This task calls for copying every line in the data below that contains the word "JSON".

Stored entries
:::
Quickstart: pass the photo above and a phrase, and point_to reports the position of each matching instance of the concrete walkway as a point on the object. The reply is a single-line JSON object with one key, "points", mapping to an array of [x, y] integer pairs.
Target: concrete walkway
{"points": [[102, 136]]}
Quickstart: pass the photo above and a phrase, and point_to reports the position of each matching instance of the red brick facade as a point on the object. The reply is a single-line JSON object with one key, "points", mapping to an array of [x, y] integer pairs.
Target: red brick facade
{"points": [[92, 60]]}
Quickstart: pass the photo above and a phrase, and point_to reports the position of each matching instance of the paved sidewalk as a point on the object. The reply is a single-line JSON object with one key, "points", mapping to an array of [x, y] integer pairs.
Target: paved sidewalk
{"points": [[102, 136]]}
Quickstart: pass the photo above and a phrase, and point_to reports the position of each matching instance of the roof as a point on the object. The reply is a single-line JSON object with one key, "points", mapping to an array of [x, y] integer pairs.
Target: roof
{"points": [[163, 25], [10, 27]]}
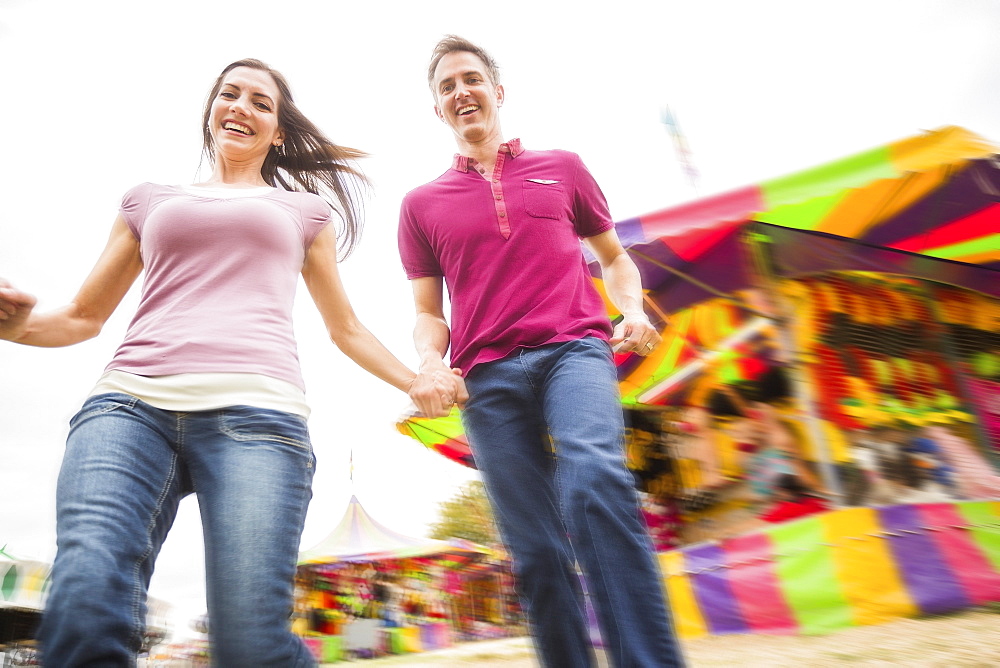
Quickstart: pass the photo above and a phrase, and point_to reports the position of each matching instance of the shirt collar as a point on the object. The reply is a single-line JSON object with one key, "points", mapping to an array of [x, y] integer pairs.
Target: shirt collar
{"points": [[463, 162]]}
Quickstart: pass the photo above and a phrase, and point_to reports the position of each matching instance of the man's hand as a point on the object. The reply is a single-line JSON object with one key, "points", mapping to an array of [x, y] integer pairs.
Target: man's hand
:::
REPLY TO THE EXERCISE
Quickstart: pass the photo above and a phrase, and point_to reports the position of each matching instance of the concrete walkway as a point on the object. The reply is a single-line JSON object with one key, "points", mapping to an array of [x, y] integer pairs.
Quickstart: pass the photo above and a phrase, and point_to reports the position of each matching instance of the red brick facade as a point on the object. The reply is a single-line JSON object with one key, "points", mapping to an array of [x, y] integer pairs.
Quickstart: pass the photo above and a phrase, and point_to reports the position of each matching instance of the paved sidewalk as a point on the object. The reply is a single-line JSON object with one key, "points", mapping to an array of [x, y] integer pairs.
Quickstart: pass the photo above and a phrase, and point_to reports the position of each matching instance of the roof as a point on the object. The reply is a single-line JSON object with one key, "points", mapping to an array of [x, y] integer pairs.
Quickstart: pass the photo above and a phrase, and point_to reports the position of each matching instance of the shirt collar as a point on the object. The reply is a single-line JSON object with one key, "points", mapping to an array of [x, y] integer pairs.
Quickstart: pass the photo above and a phrase, and point_to reports the position of each matching instance of the man's hand as a point on the object. The reply is a single-line JSON object with one key, "points", mapping to an array of [x, y] integer pairs.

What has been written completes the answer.